The US military and the CIA were the twin offspring of the Cold War. The Pentagon became a highly visible monster, insatiably feeding on successive wars, while the CIA operated invisibly and unaccountably, undermining one government after another, and displacing leaders, including by assassination.
In peacetime, they both behaved as if America was always at war, as indeed it has been for the past four decades. Yet since 1945, the US can claim no success in any significant conflict.
The second half of what Time magazine writer Henry Luce in 1941 called the ‘‘American century’’ remains unrealised. Instead, American leaders urge others to conform to rules they made but don’t observe.
Pembroke quotes one reputable American saying that the US has lost the inspiration and international moral authority that were once a source of pride. Another disputes that it is – if it ever was – the task of the US to ‘‘lead, save, liberate, and ultimately transform this world’’.
Step by misguided step, from America’s unjustified atom bombing of Japan, followed by its fixation on defeating Soviet and Chinese communism in Korea and Vietnam, then fighting the ‘‘war on terror’’, and now its antagonistic mismanagement of the pandemic, the US has repeatedly tried to remake the world in its own image. It fails by setting the wrong example.
Even before Trump’s declaration of ‘‘America First’’, the US was becoming a leader which, Americans warned, ‘‘nobody follows and few respect, and a nation drifting dangerously amid a global chaos it cannot control’’.
Pembroke identifies US exceptionalism as the historical source of this drift, and traces it from the 1945 victory to the 2003 invasion of Iraq. He cites prominent Americans whose warnings for decades failed to divert the US from its march of folly. Instead, America’s routine response to foreign problems was armed force, sanctions and devastation. Now the US culture of militarism is being applied to domestic problems too.

Data section:
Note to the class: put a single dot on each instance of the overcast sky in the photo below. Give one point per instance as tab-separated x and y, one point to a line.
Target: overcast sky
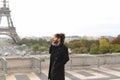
72	17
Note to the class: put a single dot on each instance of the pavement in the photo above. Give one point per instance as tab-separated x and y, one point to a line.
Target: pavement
93	73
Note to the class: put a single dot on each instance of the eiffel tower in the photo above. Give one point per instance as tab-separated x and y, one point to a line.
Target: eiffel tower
8	30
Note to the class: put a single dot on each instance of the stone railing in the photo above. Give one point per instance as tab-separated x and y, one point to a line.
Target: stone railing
22	64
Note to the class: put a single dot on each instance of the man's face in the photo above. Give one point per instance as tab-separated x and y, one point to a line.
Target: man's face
57	40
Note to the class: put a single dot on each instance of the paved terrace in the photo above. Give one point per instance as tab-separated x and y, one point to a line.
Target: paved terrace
80	67
102	73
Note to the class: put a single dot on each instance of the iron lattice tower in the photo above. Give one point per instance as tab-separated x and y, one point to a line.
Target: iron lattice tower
8	30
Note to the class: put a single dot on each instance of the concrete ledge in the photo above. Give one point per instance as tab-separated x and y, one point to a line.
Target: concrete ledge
23	63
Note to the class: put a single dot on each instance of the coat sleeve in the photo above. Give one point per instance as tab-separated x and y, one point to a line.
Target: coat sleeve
65	58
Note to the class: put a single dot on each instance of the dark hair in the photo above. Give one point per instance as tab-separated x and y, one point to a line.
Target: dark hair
61	36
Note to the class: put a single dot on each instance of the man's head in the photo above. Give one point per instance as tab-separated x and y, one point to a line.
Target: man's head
59	38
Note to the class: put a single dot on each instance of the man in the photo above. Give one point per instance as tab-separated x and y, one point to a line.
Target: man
58	58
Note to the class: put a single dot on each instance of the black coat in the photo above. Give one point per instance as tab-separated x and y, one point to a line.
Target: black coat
58	58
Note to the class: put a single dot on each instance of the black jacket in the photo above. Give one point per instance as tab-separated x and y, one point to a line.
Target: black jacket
58	58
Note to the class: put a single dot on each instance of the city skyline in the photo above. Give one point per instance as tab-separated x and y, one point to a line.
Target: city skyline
78	17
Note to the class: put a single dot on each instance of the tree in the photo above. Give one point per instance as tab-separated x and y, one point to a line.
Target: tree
94	49
35	48
104	45
116	40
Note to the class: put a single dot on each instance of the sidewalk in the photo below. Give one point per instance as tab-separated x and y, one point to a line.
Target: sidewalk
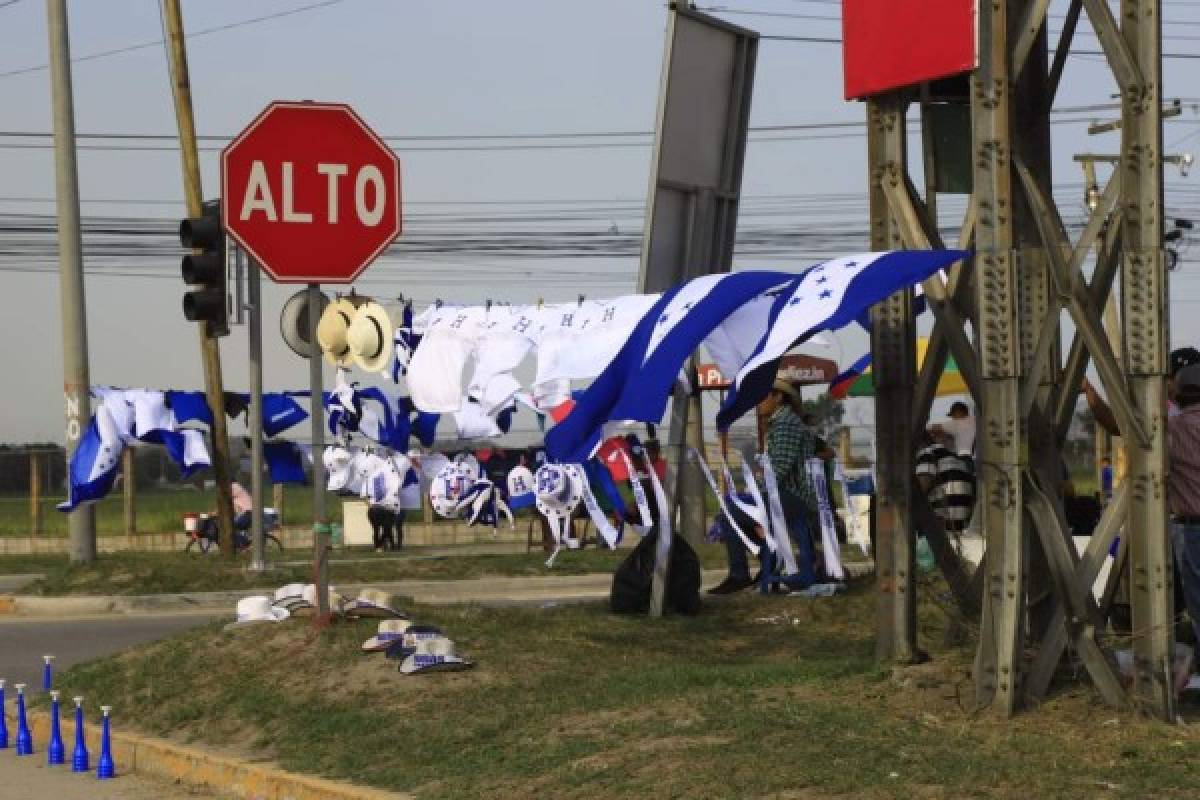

Task requirements:
A) Print the part of the passage on US militarism starting with "Pembroke identifies US" and going on through "domestic problems too.".
B) Using the passage on US militarism, mark each statement yes or no and quote the words that decide it: (i) Since 1945 the US can claim success in at least one significant conflict. (ii) Pembroke traces US exceptionalism from the 1945 victory to the 2003 invasion of Iraq. (iii) Henry Luce spoke of the "American century" in 1951.
C) Go on with the passage on US militarism, picking up after its last sentence.

List of answers:
A)
Pembroke identifies US exceptionalism as the historical source of this drift, and traces it from the 1945 victory to the 2003 invasion of Iraq. He cites prominent Americans whose warnings for decades failed to divert the US from its march of folly. Instead, America’s routine response to foreign problems was armed force, sanctions and devastation. Now the US culture of militarism is being applied to domestic problems too.

B)
(i) No: "Yet since 1945, the US can claim no success in any significant conflict."
(ii) Yes: "traces it from the 1945 victory to the 2003 invasion of Iraq"
(iii) No: "Henry Luce in 1941"

C)
Trump dislikes treaties, so its partners should beware. In other countries, leaders are no longer interested in transforming their countries according to America’s wishes.
Pembroke accepts Kishore Mahbubani’s argument that this century is Asia’s, and that it is passing America by.
Modern Asians, particularly Chinese, are building bridges, ports, roads, rail lines, pipelines and financial systems that offer unprecedented opportunities for economic prosperity, and are doing so peacefully.
The US, Pembroke reminds us, has 800 military bases around the world. China has one. The US has fought wars in 60 countries since 1980. China, apart from an offshore encounter with Vietnam in 1988, has fought none.
China is certainly no longer a developing country.
It should be in the G8, and it demands more respect for its interests. But it has won international influence through such peaceful initiatives as the Asian Infrastructure Investment Bank, the Shanghai Cooperation Organisation and the Belt and Road Initiative, none of which includes the US.
Clear, eloquent, meticulously referenced, and forensically argued as you might expect of a lawyer’s book, Play By The Rules concentrates on its chosen US subject.
But America plays by its own rules, no one else’s.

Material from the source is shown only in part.